Count the lines in the data below that contain the string "pole". Reply with the number only.

◆ Data from a collection:
========================================

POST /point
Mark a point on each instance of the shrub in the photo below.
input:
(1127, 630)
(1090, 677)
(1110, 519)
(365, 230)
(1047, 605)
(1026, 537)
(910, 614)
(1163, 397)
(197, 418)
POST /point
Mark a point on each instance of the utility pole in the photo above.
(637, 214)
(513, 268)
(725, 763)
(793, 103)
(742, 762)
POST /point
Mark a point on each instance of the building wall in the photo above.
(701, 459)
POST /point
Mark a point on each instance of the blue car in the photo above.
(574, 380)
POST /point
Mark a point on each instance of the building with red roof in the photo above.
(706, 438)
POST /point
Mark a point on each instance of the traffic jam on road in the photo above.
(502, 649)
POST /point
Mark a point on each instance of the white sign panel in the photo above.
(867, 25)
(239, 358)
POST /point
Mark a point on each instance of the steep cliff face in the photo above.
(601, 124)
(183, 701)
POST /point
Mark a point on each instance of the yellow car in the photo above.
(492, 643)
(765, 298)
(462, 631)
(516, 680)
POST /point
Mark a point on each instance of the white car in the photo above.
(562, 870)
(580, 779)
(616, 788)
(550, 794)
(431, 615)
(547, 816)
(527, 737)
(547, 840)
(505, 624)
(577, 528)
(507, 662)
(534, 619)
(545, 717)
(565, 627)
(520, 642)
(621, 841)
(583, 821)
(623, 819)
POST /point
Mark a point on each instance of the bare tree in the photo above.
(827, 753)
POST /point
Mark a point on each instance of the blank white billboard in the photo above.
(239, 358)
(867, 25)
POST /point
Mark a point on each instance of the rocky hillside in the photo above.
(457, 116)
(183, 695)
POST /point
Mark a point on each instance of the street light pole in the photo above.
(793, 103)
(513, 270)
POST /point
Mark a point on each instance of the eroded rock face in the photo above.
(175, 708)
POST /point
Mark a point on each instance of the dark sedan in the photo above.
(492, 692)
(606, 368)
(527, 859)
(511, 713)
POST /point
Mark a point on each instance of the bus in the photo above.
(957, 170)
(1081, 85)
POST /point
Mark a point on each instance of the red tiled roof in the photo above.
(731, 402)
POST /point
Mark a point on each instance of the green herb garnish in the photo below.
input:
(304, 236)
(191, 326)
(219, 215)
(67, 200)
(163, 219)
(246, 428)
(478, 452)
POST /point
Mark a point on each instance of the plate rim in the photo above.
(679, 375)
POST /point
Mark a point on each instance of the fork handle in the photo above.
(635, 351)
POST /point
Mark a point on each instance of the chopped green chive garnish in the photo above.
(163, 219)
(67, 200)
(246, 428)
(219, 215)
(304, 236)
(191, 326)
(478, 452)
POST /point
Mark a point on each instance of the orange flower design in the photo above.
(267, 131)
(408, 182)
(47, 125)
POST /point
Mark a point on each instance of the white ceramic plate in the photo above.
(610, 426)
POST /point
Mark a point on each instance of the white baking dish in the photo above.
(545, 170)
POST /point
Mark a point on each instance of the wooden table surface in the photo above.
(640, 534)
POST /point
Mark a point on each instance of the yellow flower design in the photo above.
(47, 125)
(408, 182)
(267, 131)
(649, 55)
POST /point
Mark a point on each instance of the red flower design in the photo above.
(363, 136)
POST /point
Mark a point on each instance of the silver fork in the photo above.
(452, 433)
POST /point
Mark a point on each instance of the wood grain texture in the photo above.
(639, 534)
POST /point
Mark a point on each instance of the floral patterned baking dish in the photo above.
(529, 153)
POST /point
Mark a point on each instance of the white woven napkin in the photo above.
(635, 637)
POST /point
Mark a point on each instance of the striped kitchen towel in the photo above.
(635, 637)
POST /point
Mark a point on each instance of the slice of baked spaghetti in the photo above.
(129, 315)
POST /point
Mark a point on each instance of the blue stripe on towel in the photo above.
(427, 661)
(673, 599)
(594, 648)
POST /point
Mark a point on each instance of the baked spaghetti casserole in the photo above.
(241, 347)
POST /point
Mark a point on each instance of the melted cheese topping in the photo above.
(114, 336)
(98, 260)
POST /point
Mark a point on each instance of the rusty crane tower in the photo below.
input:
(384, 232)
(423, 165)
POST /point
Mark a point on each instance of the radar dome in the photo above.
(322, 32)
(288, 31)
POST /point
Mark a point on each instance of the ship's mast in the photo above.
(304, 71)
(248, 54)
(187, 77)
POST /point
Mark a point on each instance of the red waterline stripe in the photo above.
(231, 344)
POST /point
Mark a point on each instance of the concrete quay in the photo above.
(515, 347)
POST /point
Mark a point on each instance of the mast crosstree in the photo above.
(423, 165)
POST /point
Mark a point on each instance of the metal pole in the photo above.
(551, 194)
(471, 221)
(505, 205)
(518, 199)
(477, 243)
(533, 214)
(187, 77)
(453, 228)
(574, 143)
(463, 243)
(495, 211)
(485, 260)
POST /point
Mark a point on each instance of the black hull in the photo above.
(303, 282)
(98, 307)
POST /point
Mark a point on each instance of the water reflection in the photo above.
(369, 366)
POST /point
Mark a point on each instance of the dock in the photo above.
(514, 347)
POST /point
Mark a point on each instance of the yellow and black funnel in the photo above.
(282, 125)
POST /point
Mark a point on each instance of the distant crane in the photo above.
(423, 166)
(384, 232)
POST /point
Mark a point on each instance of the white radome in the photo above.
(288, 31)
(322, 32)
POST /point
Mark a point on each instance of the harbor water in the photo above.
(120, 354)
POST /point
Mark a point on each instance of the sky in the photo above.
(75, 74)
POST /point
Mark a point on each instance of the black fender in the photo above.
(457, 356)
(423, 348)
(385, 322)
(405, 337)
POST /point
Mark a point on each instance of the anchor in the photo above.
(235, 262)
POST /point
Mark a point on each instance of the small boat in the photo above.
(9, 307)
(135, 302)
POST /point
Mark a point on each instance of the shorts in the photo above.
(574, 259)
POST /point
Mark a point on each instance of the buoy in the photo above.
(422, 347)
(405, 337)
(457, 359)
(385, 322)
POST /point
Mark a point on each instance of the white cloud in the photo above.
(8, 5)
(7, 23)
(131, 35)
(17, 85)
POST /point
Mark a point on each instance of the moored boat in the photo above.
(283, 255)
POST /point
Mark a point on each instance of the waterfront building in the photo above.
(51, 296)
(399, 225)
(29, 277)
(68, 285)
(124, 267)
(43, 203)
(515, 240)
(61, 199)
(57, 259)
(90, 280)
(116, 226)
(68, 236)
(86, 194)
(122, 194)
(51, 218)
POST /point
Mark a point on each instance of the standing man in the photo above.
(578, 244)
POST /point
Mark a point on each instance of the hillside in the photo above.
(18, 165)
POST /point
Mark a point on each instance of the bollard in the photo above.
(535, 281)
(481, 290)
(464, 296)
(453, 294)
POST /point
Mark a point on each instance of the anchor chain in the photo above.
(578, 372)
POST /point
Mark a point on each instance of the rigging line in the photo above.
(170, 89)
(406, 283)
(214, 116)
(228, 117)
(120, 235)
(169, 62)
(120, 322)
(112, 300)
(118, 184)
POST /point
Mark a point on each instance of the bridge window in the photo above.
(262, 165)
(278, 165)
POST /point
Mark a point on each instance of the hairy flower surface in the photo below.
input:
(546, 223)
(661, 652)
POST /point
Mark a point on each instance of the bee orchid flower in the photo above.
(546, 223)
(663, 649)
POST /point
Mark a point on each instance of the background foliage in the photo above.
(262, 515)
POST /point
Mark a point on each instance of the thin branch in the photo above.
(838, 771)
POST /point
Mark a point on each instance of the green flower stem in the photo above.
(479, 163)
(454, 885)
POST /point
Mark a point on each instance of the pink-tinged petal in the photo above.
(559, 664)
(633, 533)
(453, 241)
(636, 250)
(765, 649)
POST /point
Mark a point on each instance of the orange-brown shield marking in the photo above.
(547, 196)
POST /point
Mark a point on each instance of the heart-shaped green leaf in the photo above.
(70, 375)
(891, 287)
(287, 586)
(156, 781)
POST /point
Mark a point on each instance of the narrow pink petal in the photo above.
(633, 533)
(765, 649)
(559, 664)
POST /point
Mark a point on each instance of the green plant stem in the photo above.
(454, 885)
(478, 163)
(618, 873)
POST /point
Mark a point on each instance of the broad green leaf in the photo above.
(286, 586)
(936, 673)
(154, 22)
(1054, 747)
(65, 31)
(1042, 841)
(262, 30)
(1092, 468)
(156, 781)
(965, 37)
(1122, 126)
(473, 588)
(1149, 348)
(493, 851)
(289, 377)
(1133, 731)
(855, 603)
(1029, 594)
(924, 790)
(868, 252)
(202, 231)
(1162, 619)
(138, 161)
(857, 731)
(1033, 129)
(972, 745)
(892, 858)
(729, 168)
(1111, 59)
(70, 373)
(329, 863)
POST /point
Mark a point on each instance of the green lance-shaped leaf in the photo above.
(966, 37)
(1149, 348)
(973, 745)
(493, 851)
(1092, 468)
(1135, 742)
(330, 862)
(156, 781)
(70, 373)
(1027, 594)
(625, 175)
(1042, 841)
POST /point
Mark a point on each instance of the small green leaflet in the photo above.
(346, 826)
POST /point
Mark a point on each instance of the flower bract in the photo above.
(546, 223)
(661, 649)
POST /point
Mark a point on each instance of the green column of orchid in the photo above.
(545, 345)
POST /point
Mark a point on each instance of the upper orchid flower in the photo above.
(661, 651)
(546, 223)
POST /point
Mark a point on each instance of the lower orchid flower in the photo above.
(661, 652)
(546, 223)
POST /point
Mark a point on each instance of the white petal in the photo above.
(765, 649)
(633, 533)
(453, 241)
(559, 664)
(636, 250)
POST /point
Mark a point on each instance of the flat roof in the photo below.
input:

========================================

◆ Expected answer: 3